[Bounding box annotation entries]
────────────────

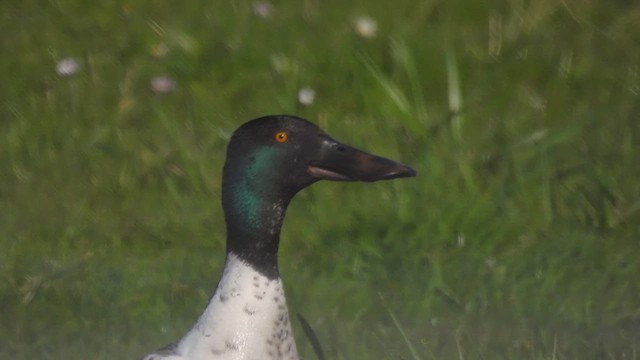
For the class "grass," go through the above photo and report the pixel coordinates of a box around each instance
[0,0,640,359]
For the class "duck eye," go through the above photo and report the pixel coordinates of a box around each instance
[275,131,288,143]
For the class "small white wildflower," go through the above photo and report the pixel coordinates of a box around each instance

────────────────

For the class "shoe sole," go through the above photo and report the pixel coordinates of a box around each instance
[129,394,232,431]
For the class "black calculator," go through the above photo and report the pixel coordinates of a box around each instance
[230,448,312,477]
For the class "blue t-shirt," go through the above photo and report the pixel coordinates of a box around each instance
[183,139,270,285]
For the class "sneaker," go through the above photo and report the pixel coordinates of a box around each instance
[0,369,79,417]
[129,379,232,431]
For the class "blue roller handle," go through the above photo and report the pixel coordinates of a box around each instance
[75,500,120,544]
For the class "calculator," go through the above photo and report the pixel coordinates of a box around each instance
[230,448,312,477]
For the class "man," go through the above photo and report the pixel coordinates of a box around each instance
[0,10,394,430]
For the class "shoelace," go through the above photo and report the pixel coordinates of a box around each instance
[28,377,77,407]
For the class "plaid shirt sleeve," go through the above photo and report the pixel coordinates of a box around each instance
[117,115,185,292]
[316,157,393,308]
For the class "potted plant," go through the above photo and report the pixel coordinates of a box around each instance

────────────────

Goal: From the listing above, copy every line that contains the string "calculator". Case counts.

Output below:
For the class "black calculator," go through the above photo and report the pixel coordinates of a box around each instance
For the class "calculator," go through the above photo and report the pixel coordinates of a box around each instance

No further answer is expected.